# Set exercise:
Beneath this task is a listing; retype all of it exactly.
○ ○ ○
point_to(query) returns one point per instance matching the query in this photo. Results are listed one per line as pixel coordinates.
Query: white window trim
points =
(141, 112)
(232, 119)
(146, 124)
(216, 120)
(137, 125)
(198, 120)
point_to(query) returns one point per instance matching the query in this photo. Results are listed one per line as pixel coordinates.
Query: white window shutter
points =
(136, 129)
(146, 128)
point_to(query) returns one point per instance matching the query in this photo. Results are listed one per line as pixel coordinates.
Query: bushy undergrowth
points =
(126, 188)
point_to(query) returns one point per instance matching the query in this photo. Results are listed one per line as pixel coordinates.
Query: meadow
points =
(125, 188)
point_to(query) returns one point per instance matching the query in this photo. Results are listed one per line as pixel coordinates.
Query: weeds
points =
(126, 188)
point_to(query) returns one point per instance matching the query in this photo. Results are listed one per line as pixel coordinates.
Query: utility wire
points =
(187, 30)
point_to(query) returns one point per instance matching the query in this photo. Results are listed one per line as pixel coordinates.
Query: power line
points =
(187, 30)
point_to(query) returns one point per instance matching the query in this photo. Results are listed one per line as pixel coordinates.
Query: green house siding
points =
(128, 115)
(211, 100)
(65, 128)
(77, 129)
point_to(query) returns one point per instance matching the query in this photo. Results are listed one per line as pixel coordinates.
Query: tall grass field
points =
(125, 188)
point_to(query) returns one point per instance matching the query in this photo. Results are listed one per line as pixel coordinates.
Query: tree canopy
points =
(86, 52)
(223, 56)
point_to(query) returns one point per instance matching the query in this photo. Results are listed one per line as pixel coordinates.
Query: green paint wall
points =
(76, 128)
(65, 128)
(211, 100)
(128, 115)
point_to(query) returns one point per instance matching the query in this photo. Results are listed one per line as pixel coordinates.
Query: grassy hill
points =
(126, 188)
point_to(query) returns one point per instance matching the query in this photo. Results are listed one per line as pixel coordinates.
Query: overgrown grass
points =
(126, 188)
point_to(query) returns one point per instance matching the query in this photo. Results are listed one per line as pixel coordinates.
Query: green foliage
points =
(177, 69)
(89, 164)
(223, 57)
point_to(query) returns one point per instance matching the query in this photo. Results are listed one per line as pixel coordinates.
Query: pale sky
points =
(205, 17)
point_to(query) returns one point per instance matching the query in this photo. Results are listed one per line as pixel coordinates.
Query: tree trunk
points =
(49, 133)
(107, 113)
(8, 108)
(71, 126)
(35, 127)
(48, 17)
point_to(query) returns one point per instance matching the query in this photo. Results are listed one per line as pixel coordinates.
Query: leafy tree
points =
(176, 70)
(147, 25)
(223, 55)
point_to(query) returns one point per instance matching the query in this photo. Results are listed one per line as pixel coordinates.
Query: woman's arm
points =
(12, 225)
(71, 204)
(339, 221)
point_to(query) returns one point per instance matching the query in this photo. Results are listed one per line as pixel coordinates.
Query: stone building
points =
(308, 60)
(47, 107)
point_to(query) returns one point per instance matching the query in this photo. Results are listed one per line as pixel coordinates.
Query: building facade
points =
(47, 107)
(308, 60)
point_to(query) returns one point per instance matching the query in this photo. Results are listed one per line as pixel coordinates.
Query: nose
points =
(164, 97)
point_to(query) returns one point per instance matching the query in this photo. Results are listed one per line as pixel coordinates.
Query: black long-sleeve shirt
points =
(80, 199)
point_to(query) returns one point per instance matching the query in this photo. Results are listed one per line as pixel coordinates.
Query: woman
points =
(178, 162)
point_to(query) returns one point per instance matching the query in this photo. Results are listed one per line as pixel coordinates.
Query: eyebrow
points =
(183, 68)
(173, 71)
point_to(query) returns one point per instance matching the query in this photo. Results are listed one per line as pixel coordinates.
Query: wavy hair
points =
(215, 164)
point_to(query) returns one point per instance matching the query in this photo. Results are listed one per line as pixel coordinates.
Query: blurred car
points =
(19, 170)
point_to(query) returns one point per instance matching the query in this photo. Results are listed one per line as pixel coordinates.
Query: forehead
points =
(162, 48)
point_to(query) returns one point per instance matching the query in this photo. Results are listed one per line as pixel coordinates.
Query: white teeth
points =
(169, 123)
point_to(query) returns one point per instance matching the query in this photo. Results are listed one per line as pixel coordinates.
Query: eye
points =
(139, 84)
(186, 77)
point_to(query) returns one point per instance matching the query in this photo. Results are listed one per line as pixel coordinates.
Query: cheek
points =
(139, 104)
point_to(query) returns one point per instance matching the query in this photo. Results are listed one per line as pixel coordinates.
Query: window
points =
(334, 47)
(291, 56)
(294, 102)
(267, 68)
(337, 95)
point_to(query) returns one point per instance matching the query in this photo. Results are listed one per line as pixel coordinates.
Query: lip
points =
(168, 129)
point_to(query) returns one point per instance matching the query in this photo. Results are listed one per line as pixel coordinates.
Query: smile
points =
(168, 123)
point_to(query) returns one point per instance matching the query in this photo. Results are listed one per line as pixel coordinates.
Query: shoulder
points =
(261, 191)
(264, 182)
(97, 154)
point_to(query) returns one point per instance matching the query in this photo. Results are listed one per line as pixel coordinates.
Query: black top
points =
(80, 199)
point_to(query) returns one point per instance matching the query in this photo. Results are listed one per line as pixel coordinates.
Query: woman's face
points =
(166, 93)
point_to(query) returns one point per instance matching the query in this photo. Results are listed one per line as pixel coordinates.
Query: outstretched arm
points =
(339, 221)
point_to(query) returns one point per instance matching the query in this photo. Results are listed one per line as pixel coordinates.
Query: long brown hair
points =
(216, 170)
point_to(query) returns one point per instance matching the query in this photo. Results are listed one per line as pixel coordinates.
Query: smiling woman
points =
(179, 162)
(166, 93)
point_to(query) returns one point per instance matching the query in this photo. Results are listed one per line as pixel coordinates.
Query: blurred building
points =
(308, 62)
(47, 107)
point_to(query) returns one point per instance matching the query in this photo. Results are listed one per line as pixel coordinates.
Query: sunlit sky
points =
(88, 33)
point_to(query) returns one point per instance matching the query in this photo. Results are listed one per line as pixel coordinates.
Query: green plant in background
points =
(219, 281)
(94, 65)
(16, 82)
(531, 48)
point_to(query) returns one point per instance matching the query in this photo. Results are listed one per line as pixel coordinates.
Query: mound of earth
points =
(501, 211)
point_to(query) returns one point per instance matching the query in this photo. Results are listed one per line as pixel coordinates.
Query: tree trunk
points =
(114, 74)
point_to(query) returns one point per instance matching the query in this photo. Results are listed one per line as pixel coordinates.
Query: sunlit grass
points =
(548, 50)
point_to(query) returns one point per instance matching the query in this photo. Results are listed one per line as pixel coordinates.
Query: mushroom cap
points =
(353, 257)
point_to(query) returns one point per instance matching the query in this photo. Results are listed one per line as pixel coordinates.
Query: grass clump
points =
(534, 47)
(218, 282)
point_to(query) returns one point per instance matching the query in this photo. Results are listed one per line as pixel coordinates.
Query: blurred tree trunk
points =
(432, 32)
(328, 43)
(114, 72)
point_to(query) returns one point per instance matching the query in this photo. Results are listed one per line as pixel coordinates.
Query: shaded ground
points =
○ ○ ○
# Exercise answer:
point_to(query) returns one point per instance matching the query in this photo. Results are listed one per line as pixel coordinates.
Query: white window trim
points =
(141, 112)
(232, 119)
(146, 124)
(216, 120)
(137, 125)
(198, 120)
point_to(query) returns one point per instance matching the query in this photo. Results are listed one per line as pixel coordinates.
Query: white window shutter
points =
(136, 129)
(146, 128)
point_to(query) returns one point per instance matching the query in this photo. Results are listed one per line as pixel coordinates.
Query: bushy undergrowth
points =
(126, 188)
point_to(query) returns one point per instance matching the query in this photo. Results are listed one per line as pixel coordinates.
Query: meadow
points =
(125, 188)
point_to(query) returns one point per instance matching the query in this photo. Results are listed one per line as pixel coordinates.
Query: weeds
points =
(126, 188)
point_to(query) returns one point per instance matching the query in this photo. Results are listed one per line as pixel coordinates.
Query: utility wire
points =
(187, 30)
point_to(query) returns one point per instance matching the query in this photo. Results are listed one per line as pixel coordinates.
Query: power line
points =
(187, 30)
point_to(query) returns one point per instance matching the query in this photo. Results are listed one per line as pixel coordinates.
Query: green house siding
points =
(128, 115)
(211, 100)
(65, 128)
(77, 129)
point_to(query) returns one point per instance matching the query in this photo. Results are listed one per line as pixel coordinates.
Query: tall grass field
points =
(125, 188)
point_to(query) returns one point per instance matching the query in this photo. Results are listed one per line as pixel coordinates.
Query: tree canopy
points =
(86, 52)
(223, 56)
point_to(query) returns one point per instance matching the query in this photo. Results are listed one per line as pixel coordinates.
Query: green paint wall
points =
(76, 128)
(65, 128)
(211, 100)
(128, 115)
point_to(query) returns one point per instance matching the query in this photo. Results are listed one per line as pixel coordinates.
Query: grassy hill
points =
(126, 188)
point_to(query) returns one point per instance matching the query in this photo. Results are listed one per line as pixel coordinates.
Query: overgrown grass
points =
(126, 188)
point_to(query) returns one point per instance matching the query in this photo. Results are listed one per line as pixel coordinates.
Query: green foliage
points =
(177, 69)
(89, 164)
(223, 57)
point_to(query) returns one point per instance matching the query in this photo. Results are listed one per line as pixel coordinates.
Query: pale sky
points =
(205, 17)
point_to(query) returns one point per instance matching the query in this photo. Results are listed one per line as pixel coordinates.
Query: tree trunk
points =
(49, 133)
(107, 113)
(8, 108)
(71, 126)
(35, 127)
(48, 17)
point_to(query) returns one point per instance matching the query in this photo. Results are listed one per line as pixel coordinates.
Query: leafy tree
points =
(176, 70)
(147, 25)
(223, 55)
point_to(query) returns one point per instance matching the query in this photo. Results are listed one per line as pixel coordinates.
Query: woman's arm
points =
(12, 225)
(71, 204)
(339, 221)
point_to(query) returns one point per instance matching the query in this photo. Results are listed one per line as pixel coordinates.
Query: stone building
points =
(308, 60)
(47, 107)
point_to(query) returns one point per instance matching the query in this photo. Results are listed one per line as pixel coordinates.
Query: building facade
points =
(47, 107)
(308, 60)
point_to(query) returns one point per instance matching the query in this photo. Results are listed one per line as pixel coordinates.
Query: nose
points =
(164, 97)
point_to(query) returns one point per instance matching the query in this photo. Results are listed one per line as pixel coordinates.
Query: black long-sleeve shirt
points =
(80, 199)
point_to(query) returns one point per instance matching the query in this photo. Results are listed one per line as pixel coordinates.
Query: woman
points =
(178, 162)
point_to(query) returns one point per instance matching the query in this photo. Results are listed one per line as pixel coordinates.
Query: eyebrow
points =
(183, 68)
(173, 71)
point_to(query) returns one point per instance matching the query in this photo. Results are listed one per line as pixel coordinates.
Query: wavy hair
points =
(215, 164)
point_to(query) returns one point per instance matching the query in this photo. Results are listed one per line as pixel coordinates.
Query: blurred car
points =
(19, 170)
point_to(query) returns one point per instance matching the query in this photo. Results are listed one per line as pixel coordinates.
Query: forehead
points =
(162, 48)
point_to(query) returns one point per instance matching the query in this photo. Results are listed one per line as pixel coordinates.
Query: white teeth
points =
(169, 123)
point_to(query) returns one point per instance matching the query in this photo. Results are listed one per line as pixel coordinates.
Query: eye
points =
(139, 84)
(186, 77)
point_to(query) returns one point per instance matching the query in this photo. Results are listed one per line as pixel coordinates.
Query: cheek
points =
(139, 104)
point_to(query) returns one point per instance matching the query in this photo. Results are listed one per line as pixel coordinates.
Query: window
points =
(334, 47)
(291, 56)
(294, 102)
(267, 68)
(337, 95)
point_to(query) returns one point per instance matching the query in this photo. Results are listed one per line as pixel coordinates.
Query: lip
points =
(168, 129)
point_to(query) returns one point per instance matching the query in this photo. Results are listed one per line as pixel coordinates.
Query: smile
points =
(168, 123)
point_to(query) returns one point per instance matching the query in this photo. Results are listed one per line as pixel coordinates.
Query: shoulder
points =
(261, 191)
(264, 182)
(97, 154)
point_to(query) returns one point per instance matching the query in this photo. Results are listed one per line as pixel coordinates.
Query: black top
points =
(80, 199)
point_to(query) returns one point per instance matching the query in this photo. Results are listed one per line as pixel coordinates.
Query: woman's face
points =
(166, 93)
point_to(query) returns one point per instance matching the query in this photo. Results are listed one per line as pixel coordinates.
Query: outstretched arm
points =
(339, 221)
point_to(query) returns one point per instance matching the query in this photo. Results are listed one per line as pixel coordinates.
Query: long brown hair
points =
(216, 170)
point_to(query) returns one point per instance matching the query in this photo. Results are listed one per line as pixel coordinates.
Query: smiling woman
points =
(179, 162)
(166, 93)
point_to(query) returns one point per instance matching the query in this photo. Results are listed one per line as pixel coordinates.
Query: blurred building
points =
(308, 62)
(47, 107)
point_to(query) returns one point per instance matching the query in this photo. Results are listed one per line as pixel coordinates.
Query: sunlit sky
points =
(88, 33)
point_to(query) returns one point per instance matching the query in this photo. Results are listed one per line as pixel coordinates.
Query: green plant in background
points =
(219, 281)
(94, 65)
(16, 82)
(531, 48)
point_to(query) returns one point per instance matching the query in this photo. Results are listed one per line as pixel coordinates.
Query: mound of earth
points =
(501, 211)
point_to(query) returns one point per instance matching the query in this photo. Results are listed one per line as pixel coordinates.
Query: tree trunk
points =
(114, 74)
point_to(query) returns one point per instance matching the query in this photo. Results are listed one per line as pixel coordinates.
Query: sunlit grass
points =
(548, 50)
point_to(query) returns one point per instance matching the query in this photo. Results are listed one per line as pixel coordinates.
Query: mushroom cap
points =
(353, 257)
point_to(query) returns one point per instance matching the query in this photo. Results are listed one per line as pixel coordinates.
Query: grass clump
points =
(534, 47)
(218, 282)
point_to(query) returns one point per instance matching the query in this photo. Results are listed one per line as pixel coordinates.
Query: blurred tree trunk
points =
(432, 32)
(328, 43)
(114, 72)
point_to(query) returns one point per instance matching the query in this photo. Results are listed one per line as pixel coordinates.
Query: shaded ground
points =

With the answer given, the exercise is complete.